Records for this exercise START

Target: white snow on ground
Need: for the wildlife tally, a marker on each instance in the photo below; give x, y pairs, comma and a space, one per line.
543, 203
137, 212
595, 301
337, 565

Records for this exercise END

What the exercise asks
Write the records out once more, word for word.

Result for this task
Target: white snow on ground
Need: for the wildlife tally, a marker on each instance in the photo below; give x, y pairs, comma and a space, one per line.
543, 203
137, 212
595, 301
337, 565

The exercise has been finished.